### [SET TASK]
Output the records below line for line, unchanged, and omit the pictures.

(Dataset excerpt)
□ □ □ □ □
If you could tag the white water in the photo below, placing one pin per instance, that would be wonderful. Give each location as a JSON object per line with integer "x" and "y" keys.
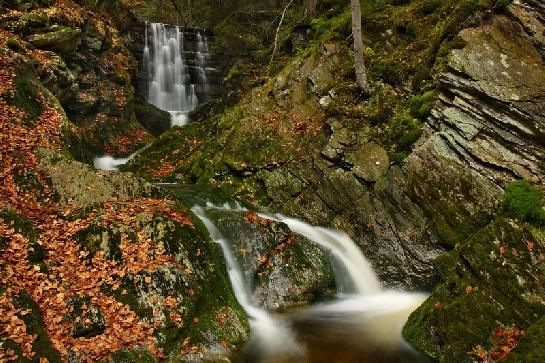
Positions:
{"x": 108, "y": 162}
{"x": 363, "y": 280}
{"x": 170, "y": 86}
{"x": 365, "y": 317}
{"x": 272, "y": 335}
□ □ □ □ □
### [FINAL RESULT]
If you could tag the white water in the photo below, placing one pin per instance, that would be wonderful. Give each location as a JSON object per line with integer "x" and "y" keys.
Positions:
{"x": 108, "y": 162}
{"x": 363, "y": 280}
{"x": 170, "y": 86}
{"x": 365, "y": 317}
{"x": 272, "y": 335}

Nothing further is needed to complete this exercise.